▸ Work to complete: Beginning with the line that has "Please point out the fingernail", reproduce each remaining line of the data exactly, down to and including the last.

Data excerpts:
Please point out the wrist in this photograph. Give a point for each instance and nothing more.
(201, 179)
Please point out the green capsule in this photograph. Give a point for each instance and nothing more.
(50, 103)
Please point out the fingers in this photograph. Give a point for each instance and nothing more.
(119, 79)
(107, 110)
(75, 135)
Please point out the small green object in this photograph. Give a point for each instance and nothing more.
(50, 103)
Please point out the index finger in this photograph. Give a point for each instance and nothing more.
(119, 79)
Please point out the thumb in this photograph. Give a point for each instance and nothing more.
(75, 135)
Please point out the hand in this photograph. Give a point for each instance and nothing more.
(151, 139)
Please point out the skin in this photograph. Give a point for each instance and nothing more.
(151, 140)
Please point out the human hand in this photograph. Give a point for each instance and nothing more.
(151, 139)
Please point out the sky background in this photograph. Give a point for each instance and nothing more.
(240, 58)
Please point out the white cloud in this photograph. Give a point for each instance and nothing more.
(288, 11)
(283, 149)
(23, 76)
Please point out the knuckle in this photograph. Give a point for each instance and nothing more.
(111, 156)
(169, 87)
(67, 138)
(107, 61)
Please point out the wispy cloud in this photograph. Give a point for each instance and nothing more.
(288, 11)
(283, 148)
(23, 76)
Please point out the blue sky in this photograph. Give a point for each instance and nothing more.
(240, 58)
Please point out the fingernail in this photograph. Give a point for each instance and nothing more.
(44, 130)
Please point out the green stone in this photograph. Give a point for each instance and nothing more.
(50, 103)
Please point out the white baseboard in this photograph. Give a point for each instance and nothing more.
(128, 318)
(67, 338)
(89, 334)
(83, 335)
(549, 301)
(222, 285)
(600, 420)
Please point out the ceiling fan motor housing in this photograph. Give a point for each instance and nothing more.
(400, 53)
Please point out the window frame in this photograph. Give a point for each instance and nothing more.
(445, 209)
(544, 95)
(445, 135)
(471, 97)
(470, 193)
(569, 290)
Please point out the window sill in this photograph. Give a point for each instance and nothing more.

▸ Task answer:
Please point out the fingernail in this photograph. Give a point for each instance and nothing more.
(44, 130)
Please point out the green stone in this photograph. Give a point for each instance and nothing more.
(50, 103)
Please point out the white baseboard in this photograph. Give a point for each instance and nothing more.
(128, 318)
(67, 338)
(89, 334)
(83, 335)
(549, 301)
(222, 285)
(600, 420)
Please point out the ceiling fan motor housing in this photograph. Give a point for each instance and nothing more.
(400, 53)
Please point out the window frame in this photograph. Give a point for each instance and nothing more.
(445, 209)
(544, 95)
(445, 135)
(471, 97)
(470, 193)
(569, 290)
Please point out the window sill in this photograph. Give a point for each instance and nothing more.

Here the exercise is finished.